(Items from a data source)
───

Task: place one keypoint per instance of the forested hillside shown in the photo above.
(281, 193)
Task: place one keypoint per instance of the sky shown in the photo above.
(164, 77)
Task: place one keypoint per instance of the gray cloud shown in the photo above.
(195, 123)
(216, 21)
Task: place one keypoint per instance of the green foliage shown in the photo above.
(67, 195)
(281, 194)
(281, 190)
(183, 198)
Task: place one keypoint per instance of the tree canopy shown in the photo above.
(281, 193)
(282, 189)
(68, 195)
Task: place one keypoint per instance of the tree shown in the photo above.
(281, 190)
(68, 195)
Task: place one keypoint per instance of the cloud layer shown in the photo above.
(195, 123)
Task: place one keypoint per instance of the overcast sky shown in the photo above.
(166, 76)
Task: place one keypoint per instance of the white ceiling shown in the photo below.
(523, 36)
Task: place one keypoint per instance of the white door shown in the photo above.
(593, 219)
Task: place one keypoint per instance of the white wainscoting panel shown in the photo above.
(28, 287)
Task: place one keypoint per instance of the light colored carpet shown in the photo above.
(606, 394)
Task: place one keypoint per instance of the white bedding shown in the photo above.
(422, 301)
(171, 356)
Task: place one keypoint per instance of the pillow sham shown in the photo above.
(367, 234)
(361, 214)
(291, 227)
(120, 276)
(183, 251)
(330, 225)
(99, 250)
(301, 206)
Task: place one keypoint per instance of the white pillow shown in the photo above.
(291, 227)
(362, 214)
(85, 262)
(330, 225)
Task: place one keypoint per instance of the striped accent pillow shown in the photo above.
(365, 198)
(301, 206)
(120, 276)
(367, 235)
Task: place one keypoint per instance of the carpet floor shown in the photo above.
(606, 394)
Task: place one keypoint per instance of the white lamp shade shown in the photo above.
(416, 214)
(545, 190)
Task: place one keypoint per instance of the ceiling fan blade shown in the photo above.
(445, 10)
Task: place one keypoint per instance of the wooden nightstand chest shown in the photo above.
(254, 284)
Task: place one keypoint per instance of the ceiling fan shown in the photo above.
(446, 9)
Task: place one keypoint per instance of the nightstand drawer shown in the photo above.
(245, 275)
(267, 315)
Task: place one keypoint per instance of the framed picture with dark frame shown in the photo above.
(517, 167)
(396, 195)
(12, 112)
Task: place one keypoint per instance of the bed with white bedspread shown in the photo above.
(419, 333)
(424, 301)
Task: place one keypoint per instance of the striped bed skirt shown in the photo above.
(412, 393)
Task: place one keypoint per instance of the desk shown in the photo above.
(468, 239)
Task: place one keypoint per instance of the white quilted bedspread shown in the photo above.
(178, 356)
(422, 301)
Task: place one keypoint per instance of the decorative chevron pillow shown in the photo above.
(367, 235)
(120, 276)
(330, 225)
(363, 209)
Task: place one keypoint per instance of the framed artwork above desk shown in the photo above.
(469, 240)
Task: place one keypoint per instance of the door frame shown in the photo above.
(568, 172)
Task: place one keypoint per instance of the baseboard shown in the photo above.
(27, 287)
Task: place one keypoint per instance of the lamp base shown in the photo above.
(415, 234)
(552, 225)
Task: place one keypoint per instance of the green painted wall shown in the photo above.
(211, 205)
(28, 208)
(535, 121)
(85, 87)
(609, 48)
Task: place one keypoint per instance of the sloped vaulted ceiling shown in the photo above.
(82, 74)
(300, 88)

───

TASK GOAL - Starting with the line that contains "Task: place one keypoint per instance of the baseboard", restate every line up to and including the last one above, exactly.

RESULT OF THIS TASK -
Task: place one keypoint per instance of the baseboard shown in the photo above.
(27, 287)
Task: place one keypoint per instance of the lamp base shown in the photo above.
(415, 234)
(552, 225)
Task: place one keypoint per instance of the green painted wall shown in the photo above.
(211, 205)
(28, 208)
(535, 121)
(85, 87)
(609, 48)
Task: place one keypoint per instance of the sloped vaulted ceiling shown in the photo above.
(82, 74)
(300, 88)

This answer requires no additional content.